### Activity
This exercise calls for every line of the data below with the string "chair" in it.

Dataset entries
-- Opening Marker --

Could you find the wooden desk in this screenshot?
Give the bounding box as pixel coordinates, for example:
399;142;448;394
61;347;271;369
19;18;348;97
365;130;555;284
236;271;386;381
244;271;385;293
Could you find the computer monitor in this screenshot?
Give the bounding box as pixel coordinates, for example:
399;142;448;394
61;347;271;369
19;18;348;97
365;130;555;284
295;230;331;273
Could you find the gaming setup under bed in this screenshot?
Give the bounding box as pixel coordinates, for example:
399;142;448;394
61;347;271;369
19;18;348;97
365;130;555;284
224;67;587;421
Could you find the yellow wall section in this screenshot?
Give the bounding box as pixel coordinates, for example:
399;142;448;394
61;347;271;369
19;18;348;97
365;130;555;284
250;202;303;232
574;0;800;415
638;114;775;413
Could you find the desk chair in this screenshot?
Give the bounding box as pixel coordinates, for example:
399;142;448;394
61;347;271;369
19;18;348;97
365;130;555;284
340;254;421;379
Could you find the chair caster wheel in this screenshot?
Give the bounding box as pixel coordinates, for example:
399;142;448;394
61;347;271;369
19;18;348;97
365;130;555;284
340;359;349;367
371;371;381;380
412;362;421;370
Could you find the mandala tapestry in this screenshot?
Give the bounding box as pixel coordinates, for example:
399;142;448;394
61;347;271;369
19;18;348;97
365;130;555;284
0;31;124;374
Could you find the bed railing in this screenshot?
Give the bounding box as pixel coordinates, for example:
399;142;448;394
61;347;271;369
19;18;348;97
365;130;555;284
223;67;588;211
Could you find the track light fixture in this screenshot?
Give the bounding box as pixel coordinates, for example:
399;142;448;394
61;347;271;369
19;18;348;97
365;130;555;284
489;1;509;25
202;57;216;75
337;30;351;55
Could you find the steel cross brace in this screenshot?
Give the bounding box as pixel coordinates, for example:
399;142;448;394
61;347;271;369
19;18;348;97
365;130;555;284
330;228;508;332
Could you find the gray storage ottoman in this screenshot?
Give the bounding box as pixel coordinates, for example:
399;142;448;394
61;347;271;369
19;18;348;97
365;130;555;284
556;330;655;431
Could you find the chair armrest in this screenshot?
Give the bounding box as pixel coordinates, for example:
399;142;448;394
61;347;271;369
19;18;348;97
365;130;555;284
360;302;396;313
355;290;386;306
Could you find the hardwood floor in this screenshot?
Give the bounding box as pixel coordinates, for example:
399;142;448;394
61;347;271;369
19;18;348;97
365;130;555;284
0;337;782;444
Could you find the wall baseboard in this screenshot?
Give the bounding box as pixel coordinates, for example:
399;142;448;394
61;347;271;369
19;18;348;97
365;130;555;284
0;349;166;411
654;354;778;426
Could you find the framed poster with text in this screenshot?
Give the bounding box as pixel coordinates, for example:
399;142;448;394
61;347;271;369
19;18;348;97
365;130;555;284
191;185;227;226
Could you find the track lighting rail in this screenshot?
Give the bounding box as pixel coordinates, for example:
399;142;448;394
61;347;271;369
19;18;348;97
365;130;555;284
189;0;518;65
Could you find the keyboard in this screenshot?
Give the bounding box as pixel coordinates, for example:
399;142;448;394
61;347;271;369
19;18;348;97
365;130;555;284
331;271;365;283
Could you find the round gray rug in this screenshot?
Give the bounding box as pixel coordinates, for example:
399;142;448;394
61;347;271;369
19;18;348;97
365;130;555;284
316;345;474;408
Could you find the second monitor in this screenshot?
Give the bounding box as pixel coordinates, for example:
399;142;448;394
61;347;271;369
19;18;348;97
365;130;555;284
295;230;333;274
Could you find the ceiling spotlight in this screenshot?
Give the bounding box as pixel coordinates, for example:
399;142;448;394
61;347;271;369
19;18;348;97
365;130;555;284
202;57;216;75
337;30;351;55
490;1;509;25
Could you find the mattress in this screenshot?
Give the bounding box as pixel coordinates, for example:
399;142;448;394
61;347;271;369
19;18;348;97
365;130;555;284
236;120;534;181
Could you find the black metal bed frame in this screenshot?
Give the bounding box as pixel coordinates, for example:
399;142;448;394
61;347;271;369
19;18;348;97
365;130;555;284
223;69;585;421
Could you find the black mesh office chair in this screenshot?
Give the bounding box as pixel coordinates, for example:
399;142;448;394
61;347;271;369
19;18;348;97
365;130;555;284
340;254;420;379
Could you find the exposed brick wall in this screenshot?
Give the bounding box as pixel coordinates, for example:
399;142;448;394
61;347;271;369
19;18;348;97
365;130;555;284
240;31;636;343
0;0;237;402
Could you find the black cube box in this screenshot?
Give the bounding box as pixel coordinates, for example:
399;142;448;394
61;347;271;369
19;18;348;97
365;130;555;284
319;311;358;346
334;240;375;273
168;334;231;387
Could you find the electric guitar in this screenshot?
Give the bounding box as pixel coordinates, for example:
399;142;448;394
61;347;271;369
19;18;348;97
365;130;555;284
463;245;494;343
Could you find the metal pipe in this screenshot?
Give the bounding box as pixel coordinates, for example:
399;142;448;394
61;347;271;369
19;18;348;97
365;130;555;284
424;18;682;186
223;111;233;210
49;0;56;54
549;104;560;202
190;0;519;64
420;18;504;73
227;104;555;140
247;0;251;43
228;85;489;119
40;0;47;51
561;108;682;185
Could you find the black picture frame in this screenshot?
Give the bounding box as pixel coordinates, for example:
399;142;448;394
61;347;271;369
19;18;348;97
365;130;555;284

-- Closing Marker --

### Task result
Could you find the desk chair in this screenshot?
Could you find the chair caster wheel in this screenshot?
Could you find the chair armrest in this screenshot?
Could you find the black mesh office chair in this screenshot?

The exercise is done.